▸ WRITTEN EXERCISE
Write out every entry exactly as it stands.

▸ RECORDS SUPPLIED
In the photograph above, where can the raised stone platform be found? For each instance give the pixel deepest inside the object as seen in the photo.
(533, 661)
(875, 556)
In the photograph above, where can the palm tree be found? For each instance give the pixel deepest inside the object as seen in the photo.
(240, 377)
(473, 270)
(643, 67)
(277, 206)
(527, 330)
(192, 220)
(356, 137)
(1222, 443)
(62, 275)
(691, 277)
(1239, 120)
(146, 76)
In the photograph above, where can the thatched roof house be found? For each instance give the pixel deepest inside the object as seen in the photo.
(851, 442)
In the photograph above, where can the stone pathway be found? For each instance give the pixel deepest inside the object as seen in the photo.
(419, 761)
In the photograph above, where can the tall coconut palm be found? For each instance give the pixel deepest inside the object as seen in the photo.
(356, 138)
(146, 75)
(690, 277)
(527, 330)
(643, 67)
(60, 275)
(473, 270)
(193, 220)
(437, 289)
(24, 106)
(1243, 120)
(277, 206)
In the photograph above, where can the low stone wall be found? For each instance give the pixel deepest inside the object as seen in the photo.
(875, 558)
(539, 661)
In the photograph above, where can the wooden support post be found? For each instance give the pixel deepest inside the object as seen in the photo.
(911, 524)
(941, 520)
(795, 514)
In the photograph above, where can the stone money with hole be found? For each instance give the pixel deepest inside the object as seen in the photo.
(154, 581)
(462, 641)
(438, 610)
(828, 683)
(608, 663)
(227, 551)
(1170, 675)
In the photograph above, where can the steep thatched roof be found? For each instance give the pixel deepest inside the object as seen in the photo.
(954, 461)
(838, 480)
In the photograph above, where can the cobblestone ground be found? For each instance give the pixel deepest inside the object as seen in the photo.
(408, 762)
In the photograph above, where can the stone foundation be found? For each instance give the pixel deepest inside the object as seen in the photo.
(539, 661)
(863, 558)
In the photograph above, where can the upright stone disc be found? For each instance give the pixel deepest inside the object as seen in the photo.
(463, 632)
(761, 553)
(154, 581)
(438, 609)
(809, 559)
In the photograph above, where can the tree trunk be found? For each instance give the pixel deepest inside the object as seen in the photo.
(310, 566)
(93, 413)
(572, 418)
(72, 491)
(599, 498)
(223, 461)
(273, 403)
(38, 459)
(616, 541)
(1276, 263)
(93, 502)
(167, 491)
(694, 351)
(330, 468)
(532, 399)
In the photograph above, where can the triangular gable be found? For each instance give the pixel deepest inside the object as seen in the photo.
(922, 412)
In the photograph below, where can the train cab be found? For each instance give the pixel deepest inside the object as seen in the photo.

▸ SOLUTION FOR THIS TASK
In the photograph above, where can the raised stone platform be found? For each instance give the pixel deepest inside the object as seen in the photo.
(533, 661)
(875, 556)
In the photograph above, where can the palm tree be found? For each instance give the pixel deepest inside the object as seen in the photo.
(240, 377)
(473, 270)
(643, 67)
(277, 206)
(527, 330)
(192, 220)
(356, 137)
(1222, 443)
(62, 275)
(691, 277)
(1239, 120)
(146, 76)
In the photograph above, where can the thatched roof house be found? For each instance give the pixel deepest inside the object as seen in the photo.
(851, 442)
In the photograph above, where can the stone pathway be found? For each instance give the pixel deepest inside the object as seen in the photo.
(419, 761)
In the photograph above, where can the tall coconut palm be found? For each instance give the pixel deepest inside the object as seen in the photo.
(356, 138)
(146, 75)
(690, 277)
(527, 330)
(643, 67)
(60, 275)
(473, 270)
(193, 220)
(437, 289)
(24, 106)
(1243, 120)
(277, 206)
In the photograph above, where can the low stone wall be found? For each instance give the pixel deepest inside the object as seen in the photo.
(875, 558)
(539, 661)
In the photograph above, where can the wooden support post be found? For each instance give the pixel deepest inside the object as seen in the photo.
(911, 524)
(941, 520)
(795, 514)
In the photograph above, where can the stone money with hole be found? For each instance give the pixel deepest inside the object as seen in the photo.
(154, 581)
(462, 641)
(438, 610)
(828, 683)
(608, 663)
(227, 551)
(1170, 675)
In the photograph above, where can the steep thatched roof be found? For each instance give the pixel deepest inside the object as seen in the photo.
(954, 461)
(838, 480)
In the photograph above, where can the cobblestone ground be found? For each instance give the pixel deepest inside the object as seen in the photo.
(408, 762)
In the photograph above, where can the stone foundation be found? For each instance give the pixel deepest inside the object as seen in the photo.
(539, 661)
(863, 558)
In the photograph above, where can the upright stone disc be found? For each instance give the pixel deepest inside the object as seen in the photo.
(463, 632)
(761, 553)
(154, 581)
(438, 609)
(809, 559)
In the photograph above, where can the tree trunk be found? For each instance give the pixel deepest inside the object as seen in the photo.
(310, 566)
(93, 413)
(572, 418)
(72, 491)
(599, 498)
(223, 461)
(273, 403)
(38, 459)
(616, 541)
(1276, 263)
(93, 502)
(167, 491)
(694, 351)
(330, 468)
(532, 399)
In the photograph above, where can the triangular gable be found? For each instance give the pixel deepest inside the object as seen in the photo.
(922, 412)
In the photograph below, where can the train cab be found? For each instance give the pixel deepest inside the object as seen in the photo.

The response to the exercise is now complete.